__AIM OF THE EXERCISE__
Transcribe exactly the lines from the one holding "For the benchmark, mark each instance of the bird's green" to the end of the data below, including both of those lines and no others.

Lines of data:
'''
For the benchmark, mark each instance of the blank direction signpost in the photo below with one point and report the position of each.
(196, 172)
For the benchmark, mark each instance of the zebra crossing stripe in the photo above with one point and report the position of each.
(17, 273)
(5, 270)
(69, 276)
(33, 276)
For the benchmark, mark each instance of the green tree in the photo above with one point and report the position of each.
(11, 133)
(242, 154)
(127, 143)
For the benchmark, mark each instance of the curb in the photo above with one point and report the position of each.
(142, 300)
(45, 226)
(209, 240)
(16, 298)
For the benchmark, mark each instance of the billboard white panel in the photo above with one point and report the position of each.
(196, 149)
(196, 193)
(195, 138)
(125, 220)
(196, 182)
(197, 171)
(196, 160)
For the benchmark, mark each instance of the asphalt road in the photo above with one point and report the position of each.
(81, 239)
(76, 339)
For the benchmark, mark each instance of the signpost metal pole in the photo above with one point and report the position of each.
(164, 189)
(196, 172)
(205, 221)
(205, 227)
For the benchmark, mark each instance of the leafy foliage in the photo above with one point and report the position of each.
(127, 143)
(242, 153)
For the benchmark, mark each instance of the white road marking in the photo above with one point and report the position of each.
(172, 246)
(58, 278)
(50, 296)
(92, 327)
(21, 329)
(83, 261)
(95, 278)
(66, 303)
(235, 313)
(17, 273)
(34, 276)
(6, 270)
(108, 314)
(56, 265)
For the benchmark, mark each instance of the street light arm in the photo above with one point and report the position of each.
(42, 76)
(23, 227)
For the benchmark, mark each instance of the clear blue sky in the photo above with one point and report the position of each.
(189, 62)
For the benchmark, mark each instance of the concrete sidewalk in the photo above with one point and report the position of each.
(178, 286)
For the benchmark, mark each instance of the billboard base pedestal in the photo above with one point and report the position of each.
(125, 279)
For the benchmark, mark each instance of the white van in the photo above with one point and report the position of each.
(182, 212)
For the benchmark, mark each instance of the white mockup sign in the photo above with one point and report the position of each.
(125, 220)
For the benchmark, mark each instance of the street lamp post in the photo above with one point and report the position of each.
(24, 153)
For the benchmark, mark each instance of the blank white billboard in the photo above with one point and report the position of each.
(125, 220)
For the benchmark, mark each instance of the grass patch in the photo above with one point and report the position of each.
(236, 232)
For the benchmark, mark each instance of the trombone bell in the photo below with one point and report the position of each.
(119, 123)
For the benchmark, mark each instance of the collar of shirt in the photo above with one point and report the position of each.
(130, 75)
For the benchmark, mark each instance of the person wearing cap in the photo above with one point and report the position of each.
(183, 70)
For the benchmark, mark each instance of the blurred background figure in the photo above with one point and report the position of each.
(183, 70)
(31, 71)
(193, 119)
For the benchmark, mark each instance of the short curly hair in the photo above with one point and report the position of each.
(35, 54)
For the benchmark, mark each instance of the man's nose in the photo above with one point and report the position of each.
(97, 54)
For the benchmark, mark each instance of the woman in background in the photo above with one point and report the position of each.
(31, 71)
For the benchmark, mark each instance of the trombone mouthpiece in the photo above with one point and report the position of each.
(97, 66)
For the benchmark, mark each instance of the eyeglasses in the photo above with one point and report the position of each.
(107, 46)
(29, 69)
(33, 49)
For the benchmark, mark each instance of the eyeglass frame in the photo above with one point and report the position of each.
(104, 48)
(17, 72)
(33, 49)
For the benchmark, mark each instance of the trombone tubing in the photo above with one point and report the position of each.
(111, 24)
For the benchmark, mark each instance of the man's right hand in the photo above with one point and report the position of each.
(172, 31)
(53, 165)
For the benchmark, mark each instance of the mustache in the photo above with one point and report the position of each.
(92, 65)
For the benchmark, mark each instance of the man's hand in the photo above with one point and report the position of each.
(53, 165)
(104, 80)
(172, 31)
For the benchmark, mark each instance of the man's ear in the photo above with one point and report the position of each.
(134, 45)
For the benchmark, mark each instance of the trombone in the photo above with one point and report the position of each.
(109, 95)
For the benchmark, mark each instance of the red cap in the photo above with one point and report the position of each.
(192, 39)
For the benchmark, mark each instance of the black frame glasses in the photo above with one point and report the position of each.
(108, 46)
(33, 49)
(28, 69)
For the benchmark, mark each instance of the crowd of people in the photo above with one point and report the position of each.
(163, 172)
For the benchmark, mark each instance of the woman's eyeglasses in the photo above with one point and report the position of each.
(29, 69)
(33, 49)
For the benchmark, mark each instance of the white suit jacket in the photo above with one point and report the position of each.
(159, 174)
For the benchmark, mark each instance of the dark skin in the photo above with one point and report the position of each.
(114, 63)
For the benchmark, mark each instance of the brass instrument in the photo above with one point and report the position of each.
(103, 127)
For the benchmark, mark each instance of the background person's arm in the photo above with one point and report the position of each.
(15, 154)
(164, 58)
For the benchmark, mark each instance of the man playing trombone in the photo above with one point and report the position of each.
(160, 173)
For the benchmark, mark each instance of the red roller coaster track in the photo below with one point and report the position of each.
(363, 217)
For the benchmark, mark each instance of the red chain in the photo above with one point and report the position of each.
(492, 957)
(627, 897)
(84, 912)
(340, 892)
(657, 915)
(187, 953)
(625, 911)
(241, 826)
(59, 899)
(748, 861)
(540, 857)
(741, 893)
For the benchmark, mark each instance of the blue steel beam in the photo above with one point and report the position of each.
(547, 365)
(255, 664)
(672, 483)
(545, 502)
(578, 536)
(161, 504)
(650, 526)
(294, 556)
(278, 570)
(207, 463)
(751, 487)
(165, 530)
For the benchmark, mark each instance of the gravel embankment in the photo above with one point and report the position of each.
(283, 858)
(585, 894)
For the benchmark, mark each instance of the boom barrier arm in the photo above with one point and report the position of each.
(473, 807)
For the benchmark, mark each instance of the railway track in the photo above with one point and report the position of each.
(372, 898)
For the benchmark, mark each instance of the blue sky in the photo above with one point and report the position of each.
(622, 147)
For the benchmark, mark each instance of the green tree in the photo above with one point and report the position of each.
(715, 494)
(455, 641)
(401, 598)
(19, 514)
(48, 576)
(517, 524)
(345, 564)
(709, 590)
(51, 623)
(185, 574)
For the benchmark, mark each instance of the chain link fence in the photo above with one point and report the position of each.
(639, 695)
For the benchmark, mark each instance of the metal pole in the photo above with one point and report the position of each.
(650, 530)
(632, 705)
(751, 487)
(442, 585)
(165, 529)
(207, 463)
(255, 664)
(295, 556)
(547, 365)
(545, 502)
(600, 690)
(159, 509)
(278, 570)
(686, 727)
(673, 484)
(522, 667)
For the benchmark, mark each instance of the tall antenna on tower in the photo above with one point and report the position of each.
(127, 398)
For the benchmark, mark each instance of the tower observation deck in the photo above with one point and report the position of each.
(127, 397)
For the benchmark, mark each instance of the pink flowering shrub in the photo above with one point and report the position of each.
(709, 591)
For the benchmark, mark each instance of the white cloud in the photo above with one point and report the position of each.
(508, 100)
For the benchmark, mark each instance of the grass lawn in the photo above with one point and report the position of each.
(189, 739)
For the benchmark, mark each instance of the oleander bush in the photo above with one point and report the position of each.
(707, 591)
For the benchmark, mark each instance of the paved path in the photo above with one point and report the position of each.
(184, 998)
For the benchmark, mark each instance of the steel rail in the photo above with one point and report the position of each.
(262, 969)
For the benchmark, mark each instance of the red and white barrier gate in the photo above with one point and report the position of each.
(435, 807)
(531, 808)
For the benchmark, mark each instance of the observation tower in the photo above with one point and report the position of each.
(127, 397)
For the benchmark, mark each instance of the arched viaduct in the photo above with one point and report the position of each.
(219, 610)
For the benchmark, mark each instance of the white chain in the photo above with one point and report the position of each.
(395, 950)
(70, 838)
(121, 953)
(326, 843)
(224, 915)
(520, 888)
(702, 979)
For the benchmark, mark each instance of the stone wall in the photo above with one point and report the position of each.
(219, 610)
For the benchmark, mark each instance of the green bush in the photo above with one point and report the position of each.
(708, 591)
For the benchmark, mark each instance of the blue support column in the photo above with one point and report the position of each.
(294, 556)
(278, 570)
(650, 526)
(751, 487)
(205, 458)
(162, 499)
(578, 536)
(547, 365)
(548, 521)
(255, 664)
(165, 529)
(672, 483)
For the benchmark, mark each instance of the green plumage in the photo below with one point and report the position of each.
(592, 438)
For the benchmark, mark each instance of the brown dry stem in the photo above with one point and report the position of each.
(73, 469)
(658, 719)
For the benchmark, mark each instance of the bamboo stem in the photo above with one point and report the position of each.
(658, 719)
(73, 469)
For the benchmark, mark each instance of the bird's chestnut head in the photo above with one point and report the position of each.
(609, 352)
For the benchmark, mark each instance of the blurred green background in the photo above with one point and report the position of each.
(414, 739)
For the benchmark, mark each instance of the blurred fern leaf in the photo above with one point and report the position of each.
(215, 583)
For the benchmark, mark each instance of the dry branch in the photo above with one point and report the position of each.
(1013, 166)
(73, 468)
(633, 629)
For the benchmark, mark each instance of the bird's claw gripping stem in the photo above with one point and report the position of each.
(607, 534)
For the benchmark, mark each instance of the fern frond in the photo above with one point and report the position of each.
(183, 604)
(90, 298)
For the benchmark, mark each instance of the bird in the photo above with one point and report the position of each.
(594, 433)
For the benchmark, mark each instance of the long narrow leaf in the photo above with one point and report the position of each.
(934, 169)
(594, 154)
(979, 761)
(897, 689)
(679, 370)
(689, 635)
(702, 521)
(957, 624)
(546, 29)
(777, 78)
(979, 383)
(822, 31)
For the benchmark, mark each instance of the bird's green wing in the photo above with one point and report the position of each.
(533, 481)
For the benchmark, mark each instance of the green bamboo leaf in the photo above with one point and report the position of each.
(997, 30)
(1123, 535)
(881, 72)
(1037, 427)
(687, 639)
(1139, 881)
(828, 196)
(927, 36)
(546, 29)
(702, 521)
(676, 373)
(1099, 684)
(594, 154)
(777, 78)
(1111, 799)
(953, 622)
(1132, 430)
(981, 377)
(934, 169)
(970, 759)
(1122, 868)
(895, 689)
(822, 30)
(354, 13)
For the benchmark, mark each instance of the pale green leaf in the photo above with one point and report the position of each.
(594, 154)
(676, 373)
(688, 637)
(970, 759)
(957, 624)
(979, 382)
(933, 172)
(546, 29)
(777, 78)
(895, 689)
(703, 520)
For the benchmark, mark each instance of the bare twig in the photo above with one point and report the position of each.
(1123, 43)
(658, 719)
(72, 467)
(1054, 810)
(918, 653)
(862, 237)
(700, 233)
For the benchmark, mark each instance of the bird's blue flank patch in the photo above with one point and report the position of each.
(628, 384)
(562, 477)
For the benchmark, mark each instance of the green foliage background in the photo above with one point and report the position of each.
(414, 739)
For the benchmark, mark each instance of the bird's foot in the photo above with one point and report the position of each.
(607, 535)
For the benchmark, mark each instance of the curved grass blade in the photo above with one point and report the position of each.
'''
__ANSWER TO THIS PROBLEM__
For the benchmark, mark each instance of the bird's green wing in the photo above with one point and report the position of each.
(533, 481)
For the benchmark, mark each instance of the green bamboo leaf in the photo above with one point and report the position of each.
(997, 30)
(1123, 535)
(881, 72)
(1037, 427)
(687, 639)
(1139, 881)
(828, 196)
(927, 36)
(546, 29)
(702, 521)
(676, 373)
(1099, 684)
(594, 154)
(777, 78)
(1111, 799)
(953, 622)
(1132, 430)
(981, 377)
(934, 169)
(970, 759)
(1122, 868)
(895, 689)
(822, 30)
(354, 13)
For the benchmark, mark each instance of the pale green leaf in the photo above with one point and report the position of each.
(594, 154)
(676, 373)
(688, 637)
(970, 759)
(957, 624)
(979, 382)
(933, 172)
(546, 29)
(777, 78)
(895, 689)
(703, 520)
For the benchmark, mark each instance of the bare twig in the photo above with one point and report the position of each.
(1123, 43)
(658, 719)
(72, 467)
(1054, 810)
(918, 653)
(862, 237)
(700, 233)
For the benchmark, mark each instance of the bird's blue flank patch in the photo above with one point and report the position of each.
(628, 384)
(562, 477)
For the benchmark, mark each instance of the green foliage background in the photo above with one point and report the position of each.
(414, 739)
For the benchmark, mark each instance of the bird's foot in the photo above with one point and report the position of each.
(607, 535)
For the benchmark, mark each instance of the curved grass blade in the photo above with one point and report the position of each.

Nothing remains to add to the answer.